* **How to complete this task**: Sort through the listing below and keep each line with the word "distant". Copy those.

** Opening Given entries block **

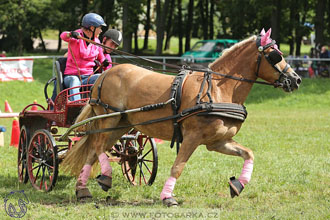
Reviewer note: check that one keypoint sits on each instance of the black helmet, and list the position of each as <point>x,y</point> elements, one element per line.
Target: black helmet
<point>114,35</point>
<point>92,19</point>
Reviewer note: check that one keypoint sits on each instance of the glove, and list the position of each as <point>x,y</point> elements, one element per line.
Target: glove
<point>106,63</point>
<point>74,34</point>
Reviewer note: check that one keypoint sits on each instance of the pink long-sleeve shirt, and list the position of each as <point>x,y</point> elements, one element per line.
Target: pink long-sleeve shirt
<point>83,54</point>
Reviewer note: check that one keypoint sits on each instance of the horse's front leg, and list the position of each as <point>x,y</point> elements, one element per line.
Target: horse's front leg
<point>230,147</point>
<point>82,192</point>
<point>188,146</point>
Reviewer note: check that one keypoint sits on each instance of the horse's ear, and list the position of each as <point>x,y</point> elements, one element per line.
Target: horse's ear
<point>269,32</point>
<point>262,32</point>
<point>265,39</point>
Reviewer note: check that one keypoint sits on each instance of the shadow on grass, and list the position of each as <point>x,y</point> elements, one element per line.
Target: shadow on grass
<point>63,194</point>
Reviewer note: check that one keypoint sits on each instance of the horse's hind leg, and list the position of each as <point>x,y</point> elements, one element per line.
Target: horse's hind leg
<point>106,141</point>
<point>188,146</point>
<point>82,191</point>
<point>231,147</point>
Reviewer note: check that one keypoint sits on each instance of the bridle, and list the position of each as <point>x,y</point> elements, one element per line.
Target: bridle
<point>273,58</point>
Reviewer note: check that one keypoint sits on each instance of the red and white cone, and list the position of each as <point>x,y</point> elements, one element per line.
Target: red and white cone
<point>15,133</point>
<point>7,107</point>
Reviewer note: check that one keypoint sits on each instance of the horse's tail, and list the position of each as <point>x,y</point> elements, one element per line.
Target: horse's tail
<point>76,157</point>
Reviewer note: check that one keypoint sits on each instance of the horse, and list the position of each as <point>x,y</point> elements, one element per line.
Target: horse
<point>229,80</point>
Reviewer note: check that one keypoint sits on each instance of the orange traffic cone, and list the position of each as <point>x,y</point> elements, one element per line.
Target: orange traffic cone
<point>7,107</point>
<point>15,133</point>
<point>34,107</point>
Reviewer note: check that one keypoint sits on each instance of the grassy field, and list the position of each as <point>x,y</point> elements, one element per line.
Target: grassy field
<point>290,137</point>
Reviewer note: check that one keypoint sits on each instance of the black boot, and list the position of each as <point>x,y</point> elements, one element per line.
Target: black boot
<point>104,181</point>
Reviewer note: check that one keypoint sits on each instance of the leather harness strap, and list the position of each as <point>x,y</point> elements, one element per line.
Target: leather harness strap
<point>176,94</point>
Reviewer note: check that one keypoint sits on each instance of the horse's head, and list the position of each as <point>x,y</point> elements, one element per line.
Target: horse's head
<point>275,70</point>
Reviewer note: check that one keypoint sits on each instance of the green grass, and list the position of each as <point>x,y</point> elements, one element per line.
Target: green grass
<point>289,134</point>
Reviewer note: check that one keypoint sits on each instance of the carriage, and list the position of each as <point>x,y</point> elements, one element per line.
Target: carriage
<point>196,107</point>
<point>40,152</point>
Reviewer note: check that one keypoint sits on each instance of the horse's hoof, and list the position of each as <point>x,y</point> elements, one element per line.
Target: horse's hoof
<point>235,187</point>
<point>83,194</point>
<point>170,202</point>
<point>104,181</point>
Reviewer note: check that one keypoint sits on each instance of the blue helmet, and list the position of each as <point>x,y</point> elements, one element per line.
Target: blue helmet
<point>92,19</point>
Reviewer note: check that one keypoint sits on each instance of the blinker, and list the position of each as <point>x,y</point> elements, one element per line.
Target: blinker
<point>274,57</point>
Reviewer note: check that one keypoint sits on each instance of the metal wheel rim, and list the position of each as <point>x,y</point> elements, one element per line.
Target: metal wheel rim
<point>42,161</point>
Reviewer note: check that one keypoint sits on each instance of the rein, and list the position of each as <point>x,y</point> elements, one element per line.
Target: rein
<point>208,71</point>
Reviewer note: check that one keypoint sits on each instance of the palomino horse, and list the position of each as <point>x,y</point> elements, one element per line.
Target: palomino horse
<point>127,86</point>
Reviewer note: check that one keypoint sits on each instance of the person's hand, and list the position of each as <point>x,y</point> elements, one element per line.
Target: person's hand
<point>74,34</point>
<point>106,63</point>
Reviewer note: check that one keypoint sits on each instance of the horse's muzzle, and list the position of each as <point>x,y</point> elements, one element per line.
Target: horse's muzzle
<point>289,81</point>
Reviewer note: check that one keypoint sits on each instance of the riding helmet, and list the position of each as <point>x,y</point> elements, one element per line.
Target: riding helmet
<point>114,35</point>
<point>92,19</point>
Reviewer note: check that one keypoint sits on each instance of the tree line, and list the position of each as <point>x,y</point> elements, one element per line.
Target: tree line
<point>22,21</point>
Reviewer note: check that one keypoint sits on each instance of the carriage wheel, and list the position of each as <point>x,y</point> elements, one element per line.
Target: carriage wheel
<point>42,162</point>
<point>21,155</point>
<point>142,168</point>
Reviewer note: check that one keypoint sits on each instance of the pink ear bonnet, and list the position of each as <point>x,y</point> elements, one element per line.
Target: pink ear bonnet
<point>265,39</point>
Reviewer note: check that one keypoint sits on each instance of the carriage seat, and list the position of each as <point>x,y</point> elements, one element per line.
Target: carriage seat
<point>60,65</point>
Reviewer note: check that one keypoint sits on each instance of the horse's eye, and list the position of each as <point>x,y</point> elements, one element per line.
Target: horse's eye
<point>274,57</point>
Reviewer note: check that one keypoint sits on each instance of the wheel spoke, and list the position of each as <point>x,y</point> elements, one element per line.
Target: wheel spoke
<point>39,165</point>
<point>141,173</point>
<point>146,167</point>
<point>36,177</point>
<point>146,153</point>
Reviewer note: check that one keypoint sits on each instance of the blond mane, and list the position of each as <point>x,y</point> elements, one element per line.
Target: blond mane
<point>236,47</point>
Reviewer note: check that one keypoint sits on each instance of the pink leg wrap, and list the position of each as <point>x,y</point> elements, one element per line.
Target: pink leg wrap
<point>105,165</point>
<point>245,176</point>
<point>83,177</point>
<point>168,188</point>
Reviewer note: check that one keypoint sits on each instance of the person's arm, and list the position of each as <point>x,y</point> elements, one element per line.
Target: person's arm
<point>108,57</point>
<point>67,35</point>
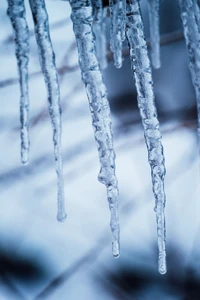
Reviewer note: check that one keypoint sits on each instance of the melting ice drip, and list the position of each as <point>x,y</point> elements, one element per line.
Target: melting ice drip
<point>99,28</point>
<point>153,6</point>
<point>82,19</point>
<point>88,17</point>
<point>142,72</point>
<point>16,12</point>
<point>190,15</point>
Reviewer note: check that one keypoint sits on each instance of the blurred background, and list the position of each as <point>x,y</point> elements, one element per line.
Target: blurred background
<point>43,259</point>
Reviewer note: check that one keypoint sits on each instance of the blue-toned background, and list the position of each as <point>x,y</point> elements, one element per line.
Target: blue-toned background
<point>40,257</point>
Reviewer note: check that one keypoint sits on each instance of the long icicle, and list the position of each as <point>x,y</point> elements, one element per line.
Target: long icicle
<point>197,12</point>
<point>153,8</point>
<point>47,61</point>
<point>143,77</point>
<point>17,14</point>
<point>192,38</point>
<point>99,107</point>
<point>115,32</point>
<point>99,28</point>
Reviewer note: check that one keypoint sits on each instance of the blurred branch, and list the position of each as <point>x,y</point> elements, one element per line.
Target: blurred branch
<point>91,255</point>
<point>165,39</point>
<point>56,25</point>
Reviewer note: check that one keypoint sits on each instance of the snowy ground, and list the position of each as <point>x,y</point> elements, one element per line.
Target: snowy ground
<point>44,259</point>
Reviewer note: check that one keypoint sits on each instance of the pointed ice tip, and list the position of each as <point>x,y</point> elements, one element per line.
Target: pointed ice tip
<point>61,217</point>
<point>162,271</point>
<point>115,249</point>
<point>162,265</point>
<point>24,159</point>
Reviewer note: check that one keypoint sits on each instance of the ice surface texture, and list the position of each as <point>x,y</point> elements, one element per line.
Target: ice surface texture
<point>97,95</point>
<point>143,78</point>
<point>17,14</point>
<point>47,61</point>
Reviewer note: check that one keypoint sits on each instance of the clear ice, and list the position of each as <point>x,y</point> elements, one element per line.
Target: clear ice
<point>192,38</point>
<point>47,61</point>
<point>153,8</point>
<point>116,31</point>
<point>97,95</point>
<point>17,14</point>
<point>143,78</point>
<point>99,28</point>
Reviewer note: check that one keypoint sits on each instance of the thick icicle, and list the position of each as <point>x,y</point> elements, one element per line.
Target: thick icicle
<point>17,14</point>
<point>153,7</point>
<point>143,78</point>
<point>99,27</point>
<point>116,31</point>
<point>197,12</point>
<point>99,106</point>
<point>192,38</point>
<point>47,61</point>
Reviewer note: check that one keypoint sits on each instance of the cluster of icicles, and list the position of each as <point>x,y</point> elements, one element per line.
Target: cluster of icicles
<point>89,24</point>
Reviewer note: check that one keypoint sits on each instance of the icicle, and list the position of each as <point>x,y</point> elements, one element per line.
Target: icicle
<point>99,28</point>
<point>116,31</point>
<point>47,61</point>
<point>153,6</point>
<point>192,38</point>
<point>122,18</point>
<point>143,78</point>
<point>99,106</point>
<point>17,14</point>
<point>197,12</point>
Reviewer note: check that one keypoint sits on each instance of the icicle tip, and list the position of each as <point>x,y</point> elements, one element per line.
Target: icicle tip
<point>115,249</point>
<point>162,265</point>
<point>61,217</point>
<point>24,158</point>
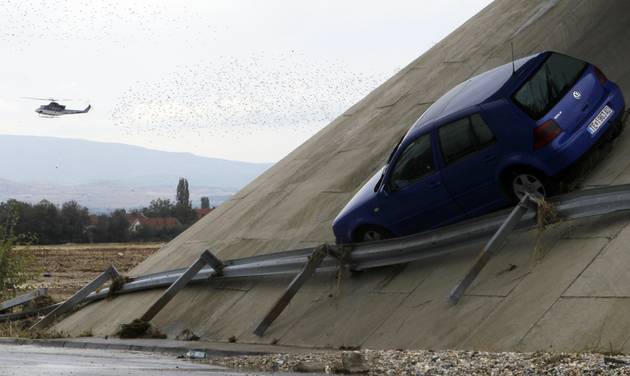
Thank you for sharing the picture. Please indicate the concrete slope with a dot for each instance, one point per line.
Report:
(573, 298)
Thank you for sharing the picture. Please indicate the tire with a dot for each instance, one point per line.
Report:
(371, 233)
(521, 181)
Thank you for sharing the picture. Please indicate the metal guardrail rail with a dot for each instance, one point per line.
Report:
(389, 252)
(362, 256)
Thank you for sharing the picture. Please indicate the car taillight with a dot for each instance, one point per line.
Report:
(545, 133)
(601, 77)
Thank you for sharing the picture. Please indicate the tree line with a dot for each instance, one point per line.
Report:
(46, 223)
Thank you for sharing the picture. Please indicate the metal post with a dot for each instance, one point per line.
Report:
(205, 258)
(23, 299)
(492, 247)
(314, 260)
(78, 297)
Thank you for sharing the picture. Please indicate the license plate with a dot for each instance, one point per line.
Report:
(600, 119)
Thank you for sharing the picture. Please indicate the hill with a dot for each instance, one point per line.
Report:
(107, 175)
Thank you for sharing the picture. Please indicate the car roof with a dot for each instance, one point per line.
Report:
(472, 92)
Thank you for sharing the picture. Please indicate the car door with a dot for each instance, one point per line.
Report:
(418, 200)
(470, 154)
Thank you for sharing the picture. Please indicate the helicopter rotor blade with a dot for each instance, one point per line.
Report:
(40, 99)
(50, 99)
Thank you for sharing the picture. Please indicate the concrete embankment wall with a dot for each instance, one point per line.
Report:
(577, 297)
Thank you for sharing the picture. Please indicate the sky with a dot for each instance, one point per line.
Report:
(233, 79)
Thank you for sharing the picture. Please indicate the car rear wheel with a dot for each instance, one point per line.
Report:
(371, 233)
(525, 181)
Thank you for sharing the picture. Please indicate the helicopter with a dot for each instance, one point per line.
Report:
(55, 109)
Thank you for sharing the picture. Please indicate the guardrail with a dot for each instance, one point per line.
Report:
(363, 256)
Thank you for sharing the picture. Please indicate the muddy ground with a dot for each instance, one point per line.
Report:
(64, 269)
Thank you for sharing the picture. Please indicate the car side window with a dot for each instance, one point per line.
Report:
(463, 137)
(415, 162)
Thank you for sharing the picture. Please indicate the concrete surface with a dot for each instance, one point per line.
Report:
(572, 299)
(171, 346)
(38, 361)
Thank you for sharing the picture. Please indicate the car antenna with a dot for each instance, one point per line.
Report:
(512, 46)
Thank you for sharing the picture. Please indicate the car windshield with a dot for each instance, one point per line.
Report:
(548, 84)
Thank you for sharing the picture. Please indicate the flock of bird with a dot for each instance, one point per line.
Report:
(232, 96)
(220, 96)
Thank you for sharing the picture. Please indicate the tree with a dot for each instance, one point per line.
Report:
(183, 207)
(74, 220)
(205, 202)
(160, 207)
(15, 263)
(118, 226)
(183, 195)
(46, 223)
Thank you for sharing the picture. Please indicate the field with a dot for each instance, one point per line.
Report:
(66, 268)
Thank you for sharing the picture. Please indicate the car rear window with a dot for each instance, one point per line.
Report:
(548, 84)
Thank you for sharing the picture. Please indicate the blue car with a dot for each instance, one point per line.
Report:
(484, 144)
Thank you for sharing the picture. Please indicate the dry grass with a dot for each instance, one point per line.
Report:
(65, 269)
(546, 214)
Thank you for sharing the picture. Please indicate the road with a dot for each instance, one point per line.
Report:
(17, 360)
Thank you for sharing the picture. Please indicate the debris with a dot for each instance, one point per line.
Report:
(507, 270)
(187, 335)
(310, 367)
(139, 329)
(194, 354)
(616, 362)
(353, 362)
(442, 362)
(117, 283)
(546, 214)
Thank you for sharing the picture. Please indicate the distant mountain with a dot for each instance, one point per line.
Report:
(109, 175)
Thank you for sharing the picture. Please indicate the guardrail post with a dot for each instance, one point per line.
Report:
(314, 260)
(205, 258)
(109, 273)
(23, 299)
(492, 247)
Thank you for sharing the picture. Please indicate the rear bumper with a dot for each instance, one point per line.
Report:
(559, 159)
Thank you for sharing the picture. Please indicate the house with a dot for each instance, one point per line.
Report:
(155, 223)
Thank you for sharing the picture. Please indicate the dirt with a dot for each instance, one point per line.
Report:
(139, 329)
(64, 269)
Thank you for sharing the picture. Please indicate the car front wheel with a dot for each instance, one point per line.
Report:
(534, 183)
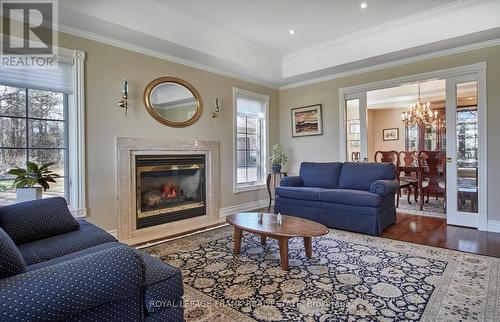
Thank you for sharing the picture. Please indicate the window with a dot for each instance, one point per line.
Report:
(250, 148)
(33, 128)
(42, 120)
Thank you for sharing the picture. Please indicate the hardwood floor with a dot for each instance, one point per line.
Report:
(435, 232)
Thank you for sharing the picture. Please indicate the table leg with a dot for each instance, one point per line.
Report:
(308, 246)
(237, 240)
(283, 243)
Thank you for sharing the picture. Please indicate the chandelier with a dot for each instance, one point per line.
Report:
(419, 113)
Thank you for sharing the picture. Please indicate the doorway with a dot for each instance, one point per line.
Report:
(446, 177)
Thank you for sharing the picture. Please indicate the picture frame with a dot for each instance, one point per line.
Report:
(391, 134)
(354, 144)
(307, 120)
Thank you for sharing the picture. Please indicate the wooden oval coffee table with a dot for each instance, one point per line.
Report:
(269, 227)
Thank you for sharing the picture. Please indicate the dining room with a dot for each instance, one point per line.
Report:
(407, 125)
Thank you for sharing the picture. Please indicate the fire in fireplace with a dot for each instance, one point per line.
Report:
(169, 188)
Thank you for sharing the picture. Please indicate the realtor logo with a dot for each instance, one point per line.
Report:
(29, 37)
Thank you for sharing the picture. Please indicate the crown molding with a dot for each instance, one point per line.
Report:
(405, 61)
(435, 28)
(157, 54)
(381, 27)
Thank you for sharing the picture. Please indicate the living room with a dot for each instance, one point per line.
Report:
(203, 169)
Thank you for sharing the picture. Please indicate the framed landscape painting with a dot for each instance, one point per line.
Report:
(307, 120)
(390, 134)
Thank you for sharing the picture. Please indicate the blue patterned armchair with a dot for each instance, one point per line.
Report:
(53, 267)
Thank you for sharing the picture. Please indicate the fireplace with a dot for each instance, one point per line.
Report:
(169, 188)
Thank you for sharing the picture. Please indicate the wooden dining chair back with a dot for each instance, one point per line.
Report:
(391, 157)
(432, 175)
(387, 156)
(408, 173)
(409, 158)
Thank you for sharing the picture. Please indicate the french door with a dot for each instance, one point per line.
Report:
(355, 125)
(465, 168)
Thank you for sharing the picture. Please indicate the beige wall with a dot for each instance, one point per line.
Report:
(378, 120)
(326, 147)
(105, 68)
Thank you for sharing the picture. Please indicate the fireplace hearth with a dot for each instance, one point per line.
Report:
(169, 188)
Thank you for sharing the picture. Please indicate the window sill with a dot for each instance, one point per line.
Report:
(244, 188)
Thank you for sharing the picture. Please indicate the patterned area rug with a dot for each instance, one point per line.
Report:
(352, 277)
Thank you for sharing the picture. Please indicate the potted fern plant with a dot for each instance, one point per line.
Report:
(278, 157)
(29, 182)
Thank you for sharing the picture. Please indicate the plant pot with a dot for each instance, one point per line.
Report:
(28, 194)
(276, 168)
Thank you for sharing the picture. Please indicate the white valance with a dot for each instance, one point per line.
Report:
(58, 79)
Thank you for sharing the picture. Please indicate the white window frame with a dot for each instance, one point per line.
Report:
(237, 188)
(76, 133)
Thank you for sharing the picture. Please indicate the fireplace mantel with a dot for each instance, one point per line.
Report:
(126, 149)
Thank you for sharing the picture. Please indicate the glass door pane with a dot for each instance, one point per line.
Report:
(354, 135)
(463, 180)
(467, 147)
(353, 130)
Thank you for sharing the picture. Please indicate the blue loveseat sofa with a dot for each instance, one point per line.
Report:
(352, 196)
(55, 268)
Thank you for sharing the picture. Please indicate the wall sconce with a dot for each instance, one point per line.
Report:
(123, 103)
(216, 112)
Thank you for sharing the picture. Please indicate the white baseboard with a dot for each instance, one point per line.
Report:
(494, 226)
(224, 212)
(113, 233)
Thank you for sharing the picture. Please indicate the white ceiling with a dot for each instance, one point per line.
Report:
(266, 22)
(249, 39)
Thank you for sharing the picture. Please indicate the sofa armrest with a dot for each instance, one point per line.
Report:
(291, 181)
(385, 187)
(72, 288)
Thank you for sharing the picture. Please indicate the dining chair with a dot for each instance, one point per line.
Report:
(409, 179)
(432, 175)
(392, 157)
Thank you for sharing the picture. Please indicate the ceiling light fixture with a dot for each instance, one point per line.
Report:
(419, 113)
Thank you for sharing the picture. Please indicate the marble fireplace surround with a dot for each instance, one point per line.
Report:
(127, 148)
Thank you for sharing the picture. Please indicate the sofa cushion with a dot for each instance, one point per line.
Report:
(163, 285)
(360, 175)
(302, 193)
(37, 219)
(11, 260)
(48, 248)
(351, 197)
(320, 175)
(74, 255)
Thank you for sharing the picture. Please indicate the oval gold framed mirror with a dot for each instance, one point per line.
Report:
(173, 102)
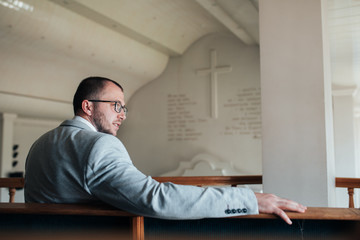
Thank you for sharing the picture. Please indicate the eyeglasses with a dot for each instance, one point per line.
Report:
(117, 106)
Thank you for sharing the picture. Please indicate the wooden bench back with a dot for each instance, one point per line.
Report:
(13, 183)
(350, 184)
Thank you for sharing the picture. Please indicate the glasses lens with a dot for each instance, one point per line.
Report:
(118, 108)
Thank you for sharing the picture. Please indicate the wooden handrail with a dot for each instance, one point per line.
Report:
(13, 183)
(350, 184)
(212, 180)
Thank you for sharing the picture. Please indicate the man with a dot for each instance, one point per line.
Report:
(82, 161)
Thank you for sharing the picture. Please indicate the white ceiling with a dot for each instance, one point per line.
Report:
(132, 40)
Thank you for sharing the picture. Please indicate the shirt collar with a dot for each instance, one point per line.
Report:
(83, 120)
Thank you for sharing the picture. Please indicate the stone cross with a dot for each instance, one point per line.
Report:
(214, 71)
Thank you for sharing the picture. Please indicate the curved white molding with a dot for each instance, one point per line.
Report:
(338, 90)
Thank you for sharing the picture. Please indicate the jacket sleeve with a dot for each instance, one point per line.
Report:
(112, 178)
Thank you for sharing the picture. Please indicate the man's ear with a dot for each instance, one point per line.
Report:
(87, 107)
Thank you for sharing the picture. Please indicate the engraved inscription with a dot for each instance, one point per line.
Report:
(245, 112)
(181, 120)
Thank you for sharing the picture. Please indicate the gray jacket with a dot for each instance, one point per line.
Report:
(72, 164)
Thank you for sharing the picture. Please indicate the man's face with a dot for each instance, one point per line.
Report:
(104, 117)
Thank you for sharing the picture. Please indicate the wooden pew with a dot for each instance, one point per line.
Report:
(32, 210)
(331, 216)
(137, 221)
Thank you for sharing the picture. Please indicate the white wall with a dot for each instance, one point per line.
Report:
(298, 153)
(170, 119)
(24, 132)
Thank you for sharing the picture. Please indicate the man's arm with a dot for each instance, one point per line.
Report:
(269, 203)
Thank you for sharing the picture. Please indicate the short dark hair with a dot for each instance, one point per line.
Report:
(90, 88)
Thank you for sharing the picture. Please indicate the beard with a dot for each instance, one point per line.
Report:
(100, 122)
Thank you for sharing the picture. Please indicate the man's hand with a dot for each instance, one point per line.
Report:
(269, 203)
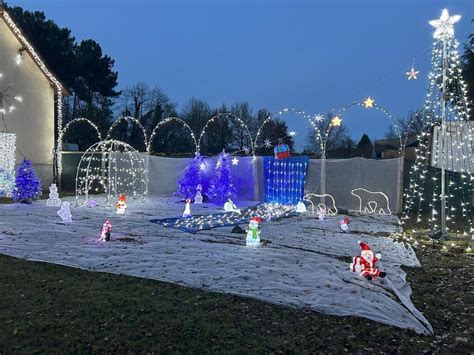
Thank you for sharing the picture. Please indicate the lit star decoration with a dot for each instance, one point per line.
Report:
(336, 122)
(412, 73)
(369, 102)
(444, 25)
(319, 118)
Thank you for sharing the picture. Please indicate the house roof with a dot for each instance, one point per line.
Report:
(26, 46)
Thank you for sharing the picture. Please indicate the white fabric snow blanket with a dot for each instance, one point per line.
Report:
(303, 263)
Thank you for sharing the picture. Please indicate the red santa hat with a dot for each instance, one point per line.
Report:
(363, 245)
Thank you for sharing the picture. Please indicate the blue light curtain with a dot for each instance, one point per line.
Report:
(284, 179)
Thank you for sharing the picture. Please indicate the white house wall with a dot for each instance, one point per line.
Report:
(33, 119)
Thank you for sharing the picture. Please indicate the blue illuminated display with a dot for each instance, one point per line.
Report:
(284, 179)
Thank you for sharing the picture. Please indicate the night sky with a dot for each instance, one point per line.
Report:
(310, 55)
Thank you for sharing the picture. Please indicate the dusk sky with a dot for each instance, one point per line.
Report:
(310, 55)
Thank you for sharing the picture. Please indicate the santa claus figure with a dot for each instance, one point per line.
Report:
(365, 263)
(105, 232)
(121, 206)
(187, 209)
(344, 224)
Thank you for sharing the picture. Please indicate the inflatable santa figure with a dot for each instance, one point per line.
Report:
(121, 206)
(187, 209)
(365, 263)
(105, 232)
(344, 224)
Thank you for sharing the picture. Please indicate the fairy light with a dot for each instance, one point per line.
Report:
(7, 163)
(456, 157)
(57, 85)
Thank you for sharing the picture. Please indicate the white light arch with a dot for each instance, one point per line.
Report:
(128, 119)
(165, 121)
(225, 115)
(311, 120)
(79, 120)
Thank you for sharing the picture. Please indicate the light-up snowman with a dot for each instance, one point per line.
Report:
(230, 206)
(253, 234)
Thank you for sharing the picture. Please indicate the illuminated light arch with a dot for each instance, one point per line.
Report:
(225, 115)
(311, 120)
(372, 206)
(330, 210)
(165, 121)
(128, 119)
(368, 104)
(79, 120)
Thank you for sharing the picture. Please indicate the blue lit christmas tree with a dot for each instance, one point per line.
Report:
(27, 184)
(190, 178)
(221, 186)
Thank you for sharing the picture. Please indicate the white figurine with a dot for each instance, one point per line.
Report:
(322, 213)
(187, 209)
(344, 224)
(301, 207)
(65, 213)
(230, 206)
(198, 196)
(253, 234)
(53, 199)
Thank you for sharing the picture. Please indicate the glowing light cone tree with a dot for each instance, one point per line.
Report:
(191, 178)
(441, 180)
(221, 186)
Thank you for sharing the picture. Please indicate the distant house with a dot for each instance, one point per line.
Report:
(390, 148)
(37, 119)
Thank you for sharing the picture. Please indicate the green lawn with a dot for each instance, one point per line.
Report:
(54, 309)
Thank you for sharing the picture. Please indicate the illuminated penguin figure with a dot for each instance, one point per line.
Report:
(253, 234)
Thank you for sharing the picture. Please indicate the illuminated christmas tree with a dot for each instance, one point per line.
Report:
(27, 184)
(441, 180)
(221, 186)
(187, 185)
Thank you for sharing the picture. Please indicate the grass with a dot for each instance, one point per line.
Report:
(47, 308)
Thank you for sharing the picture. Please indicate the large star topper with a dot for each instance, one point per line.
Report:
(444, 25)
(336, 121)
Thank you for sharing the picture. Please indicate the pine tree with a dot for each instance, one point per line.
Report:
(27, 184)
(221, 186)
(441, 184)
(191, 178)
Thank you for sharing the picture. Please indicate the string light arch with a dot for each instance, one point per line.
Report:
(108, 136)
(168, 120)
(225, 115)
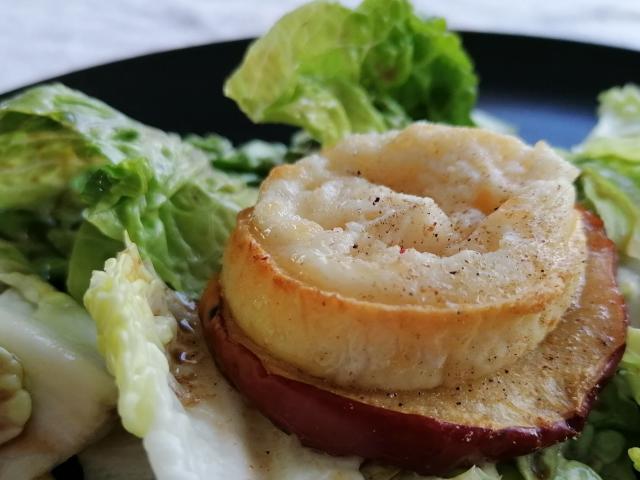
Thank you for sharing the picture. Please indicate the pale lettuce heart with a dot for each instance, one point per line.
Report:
(73, 396)
(193, 431)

** Closing Given entries block **

* **Solved exercise**:
Thank you for sharing the picture. Please indicate the distant mountain with a dot for each instance, one point per line.
Thank you for sharing the picture. Please indicate the distant house with a dot for each instance, one point per line.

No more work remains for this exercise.